#### Task prompt
Word for word, and without a single picture, repeat the entries.
◇ ◇ ◇ ◇ ◇ ◇ ◇
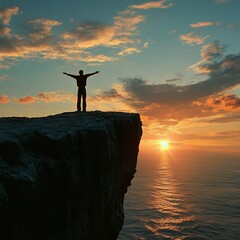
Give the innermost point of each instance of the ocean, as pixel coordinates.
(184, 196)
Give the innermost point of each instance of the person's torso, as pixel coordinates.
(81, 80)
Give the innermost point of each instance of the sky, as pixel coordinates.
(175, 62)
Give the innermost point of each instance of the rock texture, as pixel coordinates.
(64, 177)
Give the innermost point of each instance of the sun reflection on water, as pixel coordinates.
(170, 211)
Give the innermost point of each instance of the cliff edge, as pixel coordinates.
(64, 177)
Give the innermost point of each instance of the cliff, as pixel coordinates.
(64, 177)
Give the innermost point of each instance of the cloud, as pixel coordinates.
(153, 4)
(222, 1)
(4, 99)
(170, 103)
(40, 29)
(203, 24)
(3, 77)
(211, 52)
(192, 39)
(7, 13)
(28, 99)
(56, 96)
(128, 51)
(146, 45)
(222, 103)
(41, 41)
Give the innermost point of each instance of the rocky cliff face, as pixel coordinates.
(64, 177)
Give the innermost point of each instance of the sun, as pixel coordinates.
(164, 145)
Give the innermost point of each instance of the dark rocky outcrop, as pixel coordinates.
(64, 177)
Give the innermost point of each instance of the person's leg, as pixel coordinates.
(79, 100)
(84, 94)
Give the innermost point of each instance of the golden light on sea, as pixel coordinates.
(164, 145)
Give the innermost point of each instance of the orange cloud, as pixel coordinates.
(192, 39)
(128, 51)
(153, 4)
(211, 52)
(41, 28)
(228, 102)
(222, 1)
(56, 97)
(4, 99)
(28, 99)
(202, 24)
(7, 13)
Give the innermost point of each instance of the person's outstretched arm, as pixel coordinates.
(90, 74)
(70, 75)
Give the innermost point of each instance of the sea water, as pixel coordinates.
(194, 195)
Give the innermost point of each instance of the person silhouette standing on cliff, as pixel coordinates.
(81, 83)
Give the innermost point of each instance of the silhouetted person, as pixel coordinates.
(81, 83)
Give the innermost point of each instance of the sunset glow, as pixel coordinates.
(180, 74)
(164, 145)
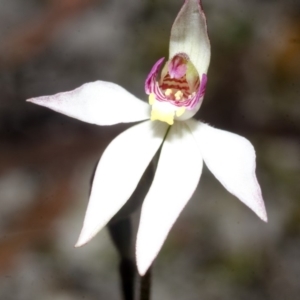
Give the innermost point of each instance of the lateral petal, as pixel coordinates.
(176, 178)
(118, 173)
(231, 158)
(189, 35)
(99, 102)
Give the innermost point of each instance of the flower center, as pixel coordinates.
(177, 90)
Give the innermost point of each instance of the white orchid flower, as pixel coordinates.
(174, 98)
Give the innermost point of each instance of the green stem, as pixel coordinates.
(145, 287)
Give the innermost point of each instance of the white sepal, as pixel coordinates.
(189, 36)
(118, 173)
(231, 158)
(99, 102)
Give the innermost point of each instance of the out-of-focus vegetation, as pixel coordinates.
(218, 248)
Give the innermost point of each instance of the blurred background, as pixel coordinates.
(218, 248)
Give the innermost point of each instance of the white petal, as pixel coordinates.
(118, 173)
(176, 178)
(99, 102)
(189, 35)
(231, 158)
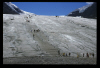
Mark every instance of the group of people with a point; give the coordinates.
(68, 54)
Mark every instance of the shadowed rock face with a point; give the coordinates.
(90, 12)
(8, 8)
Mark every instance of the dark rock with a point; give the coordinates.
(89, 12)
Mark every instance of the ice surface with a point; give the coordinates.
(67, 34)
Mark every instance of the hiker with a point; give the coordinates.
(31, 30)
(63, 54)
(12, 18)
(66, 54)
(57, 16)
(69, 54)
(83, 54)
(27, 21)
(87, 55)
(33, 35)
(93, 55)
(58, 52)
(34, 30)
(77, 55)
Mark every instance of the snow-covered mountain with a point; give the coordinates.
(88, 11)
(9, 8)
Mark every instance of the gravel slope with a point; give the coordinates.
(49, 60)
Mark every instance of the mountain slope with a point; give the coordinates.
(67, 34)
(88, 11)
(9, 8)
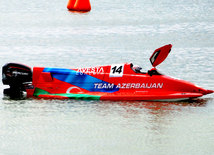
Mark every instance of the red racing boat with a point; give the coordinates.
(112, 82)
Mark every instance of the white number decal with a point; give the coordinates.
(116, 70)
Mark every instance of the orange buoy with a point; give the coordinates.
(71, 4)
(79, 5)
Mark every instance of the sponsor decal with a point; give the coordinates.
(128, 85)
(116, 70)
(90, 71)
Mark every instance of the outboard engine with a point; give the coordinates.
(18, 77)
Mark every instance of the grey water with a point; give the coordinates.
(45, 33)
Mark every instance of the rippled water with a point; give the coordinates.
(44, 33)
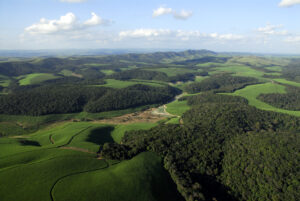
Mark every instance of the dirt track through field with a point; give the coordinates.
◇ ◇ ◇ ◇ ◇ ◇ ◇
#### Output for this task
Give the innermost point of each instance of the ocean, as pixel coordinates.
(184, 196)
Give the innermost point of each instance of the person's torso, as pixel coordinates.
(81, 80)
Give the innermost point of each instance of the sky, as pixel coordinates.
(175, 62)
Give the innermost point of each instance of the rock texture, as pixel coordinates.
(64, 177)
Give the innermost point of each instance of the sun reflection on water, as pixel coordinates.
(170, 211)
Give the innermost point of each instance of the cliff edge, as pixel coordinates.
(64, 177)
Give the innermost point of each instance of the cliff, as pixel coordinates.
(64, 177)
Give the innermost point of each instance of the cloud, as pixel coordinates.
(153, 4)
(222, 1)
(4, 99)
(170, 103)
(40, 29)
(203, 24)
(3, 77)
(211, 52)
(192, 39)
(7, 13)
(28, 99)
(56, 96)
(128, 51)
(146, 45)
(222, 103)
(41, 41)
Give the innermost point of each instance of the rocky cliff face, as pixel coordinates.
(64, 177)
Give the innermost point of each instance of the sun, as pixel coordinates.
(164, 145)
Give the innermost point of each instance of the dark rocky outcrop, as pixel coordinates.
(64, 177)
Give the innermost point of each instance of the person's leg, as pixel coordinates.
(79, 100)
(84, 94)
Give the innermost point of each instance of the golden light on sea, as pixel coordinates.
(164, 145)
Give the innermost point of each instance of the orange cloud, as pixel coordinates.
(192, 39)
(128, 51)
(153, 4)
(211, 52)
(41, 28)
(228, 102)
(222, 1)
(56, 97)
(4, 99)
(28, 99)
(202, 24)
(7, 13)
Give the innermost point of each instance of the person's outstretched arm, as pixel coordinates.
(90, 74)
(70, 75)
Give the innermost point of each instance of the sea water, as pixel coordinates.
(194, 195)
Give the innermost point of each instance of the person silhouette standing on cliff, as pixel coordinates.
(81, 83)
Give the innermost point of each instance of the silhouetted person, as pixel coordinates.
(81, 83)
Give the innermost point of each instance of the sunset glow, as pixel coordinates.
(180, 74)
(164, 145)
Give the innermost point of each instance of the lateral petal, as pixel coordinates.
(176, 178)
(118, 173)
(231, 158)
(189, 35)
(99, 102)
Give the innermost point of each instance of the flower center, as pixel coordinates.
(177, 90)
Give the innermost point of each instance of the white orchid flower, as pixel coordinates.
(174, 98)
Give the innermost point of each instance of the green stem, as pixel coordinates.
(145, 287)
Give the innermost point of each instance of the white sepal, as pixel coordinates.
(189, 36)
(118, 173)
(231, 158)
(99, 102)
Give the innermost point of each instance of the out-of-focus vegetation, as pixel coordinates.
(218, 248)
Give the innermost point of each instance of the blurred background, as pixel coordinates.
(218, 248)
Give the innermost point of each instance of the white petal, as pixel coordinates.
(118, 173)
(176, 178)
(99, 102)
(189, 35)
(231, 158)
Mark every instance of the group of people with a point; give the coordinates.
(68, 54)
Mark every instance of the shadowed rock face with a point; give the coordinates.
(90, 12)
(8, 8)
Mark every instance of the dark rock with a point; give the coordinates.
(89, 12)
Mark every instance of the ice surface with a point; give the coordinates.
(67, 34)
Mark every instance of the hiker with a point; give the coordinates.
(31, 30)
(63, 54)
(12, 18)
(66, 54)
(57, 16)
(69, 54)
(83, 54)
(27, 21)
(87, 55)
(33, 35)
(93, 55)
(58, 52)
(34, 30)
(77, 55)
Mark every instance of the snow-covered mountain with a point; give the coordinates.
(88, 11)
(9, 8)
Mark every instance of the gravel slope with a point; give the coordinates.
(49, 60)
Mark every instance of the mountain slope with a point; give the coordinates.
(67, 34)
(88, 11)
(9, 8)
Mark every instance of the red racing boat with a point; give the coordinates.
(112, 82)
Mark every instance of the white number decal with a point; give the coordinates.
(116, 70)
Mark every instance of the orange buoy with a point; give the coordinates.
(71, 4)
(79, 5)
Mark every instance of the sponsor decal with a point; give the coordinates.
(128, 85)
(116, 70)
(90, 71)
Mark every instance of the outboard engine with a point; give the coordinates.
(18, 77)
Mark every instance of the grey water with a point; give the coordinates.
(45, 33)
Mark every instance of the rippled water with a point; give the coordinates.
(44, 33)
Mark every instance of the dirt track through field with a point; give the coordinates.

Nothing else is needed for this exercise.